| Set task A |
List the ice houses named in the Ashbridges Bay text below.
| Set task B |
Repeat the Ashbridges Bay text below word for word, starting at "Ashbridges Bay is" and ending at "in Eastern Canada.".
| Set task C |
According to the Ashbridges Bay text below, who is the bay named for?

| Selected extract |
────────────────

Ashbridges Bay is a bay and park in Toronto, Ontario, Canada. It is located along Lake Shore Boulevard next to Woodbine Beach in the Beaches. The Martin Goodman Trail and  boardwalk run through the park along the bay. The boardwalk runs  from Ashbridges Bay in the west to the R. C. Harris Water Treatment Plant in the east along Lake Ontario.  It was once part of the marsh that lay east of Toronto Islands and Toronto Harbour.

History
The bay is named for Sarah Ashbridge, a British loyalist from Philadelphia whose family once lived nearby on a farm. It was once a five square kilometre marsh on the Don River delta and one of the largest wetlands in Eastern Canada.

A breakwall formed on the western end with an outlet into Toronto Bay.

Before the 1900, the bay was used to obtain ice during the winter months and stopped after the bay became polluted to the point the water became unsafe:

 Samuel Hill's Ice House at Leslie Street and Eastern Avenue
 Graham's Ice House at Lake (now Knox) and Eastern Avenue
 Martin McKee's Ice House at foot of Carlaw Avenue at (now infill area near Lake Shore Boulevard)

────────────────

| Information supplied |
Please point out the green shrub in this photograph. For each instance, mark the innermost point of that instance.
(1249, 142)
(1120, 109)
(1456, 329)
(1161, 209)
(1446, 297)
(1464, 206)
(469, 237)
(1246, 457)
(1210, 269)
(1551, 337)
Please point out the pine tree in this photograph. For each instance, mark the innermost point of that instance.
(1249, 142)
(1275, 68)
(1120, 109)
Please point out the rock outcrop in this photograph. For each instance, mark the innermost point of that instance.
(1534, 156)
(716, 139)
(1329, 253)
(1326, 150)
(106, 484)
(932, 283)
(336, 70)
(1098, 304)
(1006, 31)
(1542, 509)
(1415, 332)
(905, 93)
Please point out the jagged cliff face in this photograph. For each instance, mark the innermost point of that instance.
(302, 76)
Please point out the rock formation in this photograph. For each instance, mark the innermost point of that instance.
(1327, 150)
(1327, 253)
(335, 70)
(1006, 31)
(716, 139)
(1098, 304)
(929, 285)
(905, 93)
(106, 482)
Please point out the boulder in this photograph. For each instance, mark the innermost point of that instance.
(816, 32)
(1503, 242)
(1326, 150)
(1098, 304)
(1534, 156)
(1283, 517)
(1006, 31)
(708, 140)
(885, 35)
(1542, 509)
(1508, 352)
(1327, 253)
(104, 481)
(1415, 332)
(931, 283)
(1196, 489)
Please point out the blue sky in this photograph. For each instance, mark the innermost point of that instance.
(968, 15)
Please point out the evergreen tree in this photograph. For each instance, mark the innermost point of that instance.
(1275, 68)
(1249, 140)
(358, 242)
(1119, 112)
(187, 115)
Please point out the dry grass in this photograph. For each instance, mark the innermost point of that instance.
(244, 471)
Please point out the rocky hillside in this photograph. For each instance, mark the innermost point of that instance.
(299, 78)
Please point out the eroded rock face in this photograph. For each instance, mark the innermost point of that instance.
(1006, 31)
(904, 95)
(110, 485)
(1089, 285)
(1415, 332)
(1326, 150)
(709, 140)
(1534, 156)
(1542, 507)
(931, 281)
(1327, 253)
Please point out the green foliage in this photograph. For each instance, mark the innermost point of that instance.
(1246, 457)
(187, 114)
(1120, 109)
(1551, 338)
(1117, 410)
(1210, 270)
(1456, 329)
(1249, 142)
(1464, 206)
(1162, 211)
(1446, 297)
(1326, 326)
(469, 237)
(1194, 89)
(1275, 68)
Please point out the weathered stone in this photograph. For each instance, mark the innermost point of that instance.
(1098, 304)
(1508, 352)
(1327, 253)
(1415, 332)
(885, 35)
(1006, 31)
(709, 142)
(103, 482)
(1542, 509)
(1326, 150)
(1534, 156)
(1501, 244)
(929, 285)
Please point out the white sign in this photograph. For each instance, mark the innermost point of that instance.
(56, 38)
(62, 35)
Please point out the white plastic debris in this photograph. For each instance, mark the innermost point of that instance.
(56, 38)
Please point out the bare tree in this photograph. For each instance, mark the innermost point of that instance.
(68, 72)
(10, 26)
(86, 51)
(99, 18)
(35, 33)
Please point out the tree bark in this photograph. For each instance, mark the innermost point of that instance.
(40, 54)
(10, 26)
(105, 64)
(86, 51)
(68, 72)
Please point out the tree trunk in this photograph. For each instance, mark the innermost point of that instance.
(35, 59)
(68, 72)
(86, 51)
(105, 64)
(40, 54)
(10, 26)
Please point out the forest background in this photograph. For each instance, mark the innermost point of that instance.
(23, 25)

────────────────

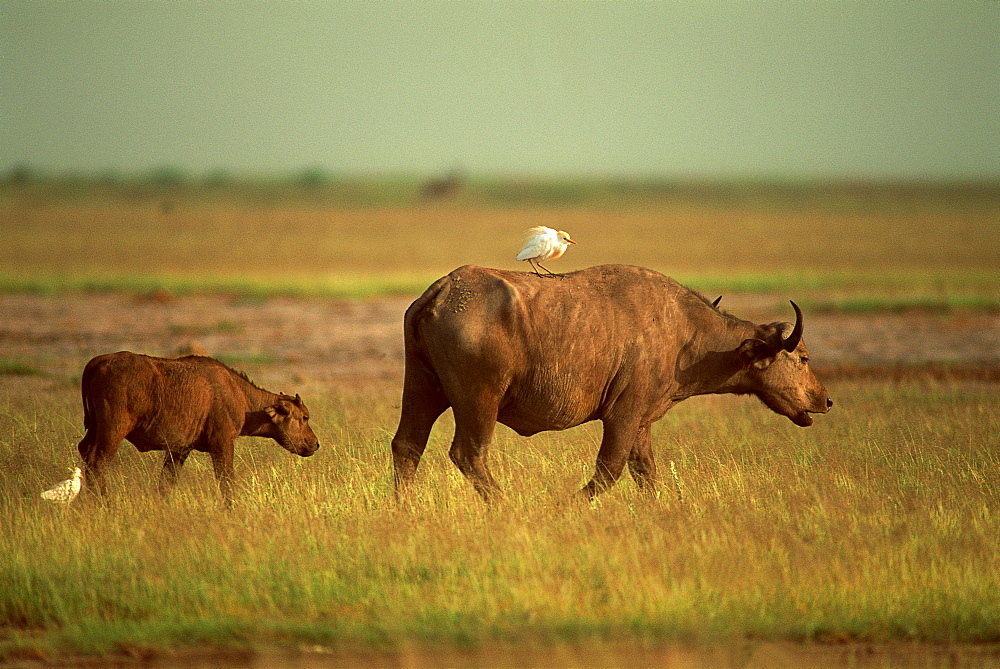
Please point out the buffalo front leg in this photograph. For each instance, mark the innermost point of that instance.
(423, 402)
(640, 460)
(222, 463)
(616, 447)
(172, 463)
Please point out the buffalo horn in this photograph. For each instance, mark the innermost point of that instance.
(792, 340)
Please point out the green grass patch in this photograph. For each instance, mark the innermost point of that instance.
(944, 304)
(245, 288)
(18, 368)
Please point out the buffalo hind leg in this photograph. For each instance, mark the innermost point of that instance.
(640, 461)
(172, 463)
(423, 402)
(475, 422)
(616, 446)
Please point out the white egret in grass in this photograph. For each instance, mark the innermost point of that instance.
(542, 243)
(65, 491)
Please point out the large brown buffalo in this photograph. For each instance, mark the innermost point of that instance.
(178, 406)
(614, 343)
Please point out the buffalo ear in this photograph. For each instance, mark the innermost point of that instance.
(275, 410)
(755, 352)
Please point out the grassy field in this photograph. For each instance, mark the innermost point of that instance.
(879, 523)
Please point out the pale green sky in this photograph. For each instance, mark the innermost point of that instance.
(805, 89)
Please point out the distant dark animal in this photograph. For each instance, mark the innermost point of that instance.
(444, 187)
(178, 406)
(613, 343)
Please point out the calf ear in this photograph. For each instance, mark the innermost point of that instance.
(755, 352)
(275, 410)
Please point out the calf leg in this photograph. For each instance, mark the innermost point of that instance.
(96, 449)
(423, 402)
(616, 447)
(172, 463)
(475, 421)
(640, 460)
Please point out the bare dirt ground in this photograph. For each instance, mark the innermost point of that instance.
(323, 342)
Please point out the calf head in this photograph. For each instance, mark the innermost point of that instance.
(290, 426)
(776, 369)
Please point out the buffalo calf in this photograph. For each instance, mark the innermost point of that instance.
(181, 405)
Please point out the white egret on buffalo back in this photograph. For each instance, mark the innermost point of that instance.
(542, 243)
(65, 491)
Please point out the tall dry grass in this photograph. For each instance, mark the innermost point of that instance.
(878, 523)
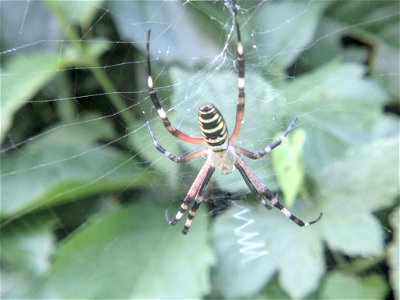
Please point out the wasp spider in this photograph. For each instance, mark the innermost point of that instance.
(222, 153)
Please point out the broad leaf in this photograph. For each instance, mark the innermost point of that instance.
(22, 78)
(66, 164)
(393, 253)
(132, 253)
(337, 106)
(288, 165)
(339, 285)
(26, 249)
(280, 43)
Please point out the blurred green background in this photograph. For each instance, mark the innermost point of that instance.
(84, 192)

────────────────

| Full output A |
Samuel Hill's Ice House, Graham's Ice House, and Martin McKee's Ice House

| Full output B |
Ashbridges Bay is a bay and park in Toronto, Ontario, Canada. It is located along Lake Shore Boulevard next to Woodbine Beach in the Beaches. The Martin Goodman Trail and  boardwalk run through the park along the bay. The boardwalk runs  from Ashbridges Bay in the west to the R. C. Harris Water Treatment Plant in the east along Lake Ontario.  It was once part of the marsh that lay east of Toronto Islands and Toronto Harbour.

History
The bay is named for Sarah Ashbridge, a British loyalist from Philadelphia whose family once lived nearby on a farm. It was once a five square kilometre marsh on the Don River delta and one of the largest wetlands in Eastern Canada.

| Full output C |
Sarah Ashbridge, a British loyalist from Philadelphia whose family once lived nearby on a farm.